== SET TASK ==
Copy out each line below exactly as it appears.

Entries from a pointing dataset
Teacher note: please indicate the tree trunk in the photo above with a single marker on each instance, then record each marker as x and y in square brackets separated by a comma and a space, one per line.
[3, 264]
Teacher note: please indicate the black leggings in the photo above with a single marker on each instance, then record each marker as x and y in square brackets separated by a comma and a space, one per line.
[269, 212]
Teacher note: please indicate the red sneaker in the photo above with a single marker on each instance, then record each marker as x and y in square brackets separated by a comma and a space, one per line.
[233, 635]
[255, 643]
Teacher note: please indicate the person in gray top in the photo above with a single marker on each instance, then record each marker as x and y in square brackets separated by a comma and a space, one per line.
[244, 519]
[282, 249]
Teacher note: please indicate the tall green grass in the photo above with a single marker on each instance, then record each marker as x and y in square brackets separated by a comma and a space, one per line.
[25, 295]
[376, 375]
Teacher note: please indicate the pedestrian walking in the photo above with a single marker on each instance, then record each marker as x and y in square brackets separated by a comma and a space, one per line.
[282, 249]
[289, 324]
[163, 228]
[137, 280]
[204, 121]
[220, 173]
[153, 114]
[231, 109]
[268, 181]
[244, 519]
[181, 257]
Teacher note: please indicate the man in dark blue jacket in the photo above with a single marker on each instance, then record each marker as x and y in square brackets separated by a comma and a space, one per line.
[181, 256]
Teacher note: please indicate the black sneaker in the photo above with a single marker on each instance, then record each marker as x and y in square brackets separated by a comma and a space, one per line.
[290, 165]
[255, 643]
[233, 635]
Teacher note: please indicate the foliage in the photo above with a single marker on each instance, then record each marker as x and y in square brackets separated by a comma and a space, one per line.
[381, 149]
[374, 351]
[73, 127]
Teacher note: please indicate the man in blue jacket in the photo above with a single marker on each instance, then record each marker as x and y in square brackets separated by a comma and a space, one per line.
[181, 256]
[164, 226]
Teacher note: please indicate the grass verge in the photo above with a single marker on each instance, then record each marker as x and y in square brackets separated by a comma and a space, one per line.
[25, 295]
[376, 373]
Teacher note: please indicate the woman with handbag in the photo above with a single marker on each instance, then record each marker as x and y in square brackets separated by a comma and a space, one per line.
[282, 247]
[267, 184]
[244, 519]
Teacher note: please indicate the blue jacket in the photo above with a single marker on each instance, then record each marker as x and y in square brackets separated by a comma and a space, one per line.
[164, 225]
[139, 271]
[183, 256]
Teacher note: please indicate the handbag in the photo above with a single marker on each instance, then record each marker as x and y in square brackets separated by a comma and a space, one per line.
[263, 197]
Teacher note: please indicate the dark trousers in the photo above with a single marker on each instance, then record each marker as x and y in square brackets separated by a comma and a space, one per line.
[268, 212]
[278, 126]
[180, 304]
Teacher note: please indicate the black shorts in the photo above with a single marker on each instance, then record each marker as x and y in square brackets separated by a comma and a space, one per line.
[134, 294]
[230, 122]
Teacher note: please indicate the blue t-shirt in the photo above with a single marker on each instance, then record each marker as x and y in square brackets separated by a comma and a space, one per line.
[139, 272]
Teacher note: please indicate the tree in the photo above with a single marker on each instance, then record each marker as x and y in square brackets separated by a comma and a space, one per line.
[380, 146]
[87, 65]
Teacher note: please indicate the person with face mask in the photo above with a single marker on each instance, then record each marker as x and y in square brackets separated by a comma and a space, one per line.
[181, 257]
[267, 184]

== TASK ANSWER ==
Teacher note: please indicate the tree trunk in the photo above with a single marker on each instance, then record each marker as x and y in square brackets separated by a comma and a space, one per line.
[3, 264]
Teacher note: please indicate the black leggings in the photo above with a single marker on each instance, then record each marker as x and y in square brackets separated by a comma and a space, one per line.
[269, 212]
Teacher note: please indicate the red sneaker in the photo above with a single marker on each instance, then record each marker as x and y in square brackets separated by a comma and a space, one per line.
[233, 635]
[255, 643]
Teacher note: please indicate the person in gray top in the photo above with a single marker on each instance, then record each marker as x and y in square brackets separated by a comma and a space, one per line.
[244, 519]
[282, 249]
Teacher note: please indicate the tall green grass in the photo above with a single marker on each instance, then record each marker as x and y in square brackets separated by a comma and a space, one per line.
[25, 295]
[376, 375]
Teacher note: please indicate the pedestrian walking in the photo above with a single marker on each instance, then record each marker as x and y in square brackets separated by a comma and a space, one per line.
[282, 249]
[289, 324]
[163, 228]
[137, 280]
[204, 121]
[220, 173]
[153, 114]
[231, 109]
[268, 181]
[244, 519]
[181, 257]
Teacher note: please indicate the man in dark blue jacket in the photo above with a single marker on each instance, then record each marker as x and y in square brackets separated by a comma and a space, one per line.
[181, 256]
Teacher note: please indicate the black sneaker in the photo above with a single marker on each instance, then record each marker as x and y in square brackets separated by a comma and a space, one per line.
[290, 165]
[255, 643]
[233, 635]
Teacher note: please indicate the foliage in the photo above with a single marker on each instance, then record each marker as x and y in square brackets separated by a comma and a space, one per line.
[381, 149]
[374, 351]
[73, 127]
Teacher note: please indicate the man in blue jacket in the photo above with a single marker on each instance, then record each marker as x and y in square brackets separated by a comma and a space, one per line.
[181, 256]
[164, 226]
Teacher note: please indicate the grass verge in the photo above with a single marker on each instance, then record each marker as x and y in square brackets separated by a comma and a space, one per line.
[25, 295]
[376, 373]
Teacher note: please indicate the woman with handbag in the photo above with a single marker on each instance, then record each marker as x and y in square brackets separated by a comma and a space, one per line.
[282, 247]
[267, 184]
[244, 519]
Teacher note: please indicate the blue jacket in the photo above with a single marker on each instance, then record each marker as x and y in square brackets separated by a comma and a space, one per line.
[164, 225]
[139, 271]
[183, 256]
Teacher note: please indicate the handbag in the photo above with a single marker on each instance, then record each marker as x and y in square brackets separated by a comma and a space, one per line.
[263, 197]
Teacher note: please indicate the dark trousers in the photo above with a single marker on each instance, then record each marker as x and y in square brackets separated by a comma and a space, one per line.
[268, 212]
[278, 126]
[180, 304]
Teacher note: please indicate the black shorts in the photo above with a single marker on each instance, then record each marker as x and y in square brackets separated by a comma and a space, one per line.
[134, 294]
[230, 122]
Teacher note: please indicate the blue t-shirt in the photo above with a single marker on each instance, then record each marker as x and y in square brackets separated by a comma and a space, one per line.
[139, 272]
Teacher note: please indicate the tree in the photo above with a single marker on each instance, then record each marker as x and y in square brackets separated by a comma and a space, one per line.
[380, 146]
[87, 65]
Teacher note: please indicate the person with face mask in the photo above with a single marker on each instance, then record each marker as x and y in square brackets separated by a comma and a space, one per line.
[181, 257]
[267, 184]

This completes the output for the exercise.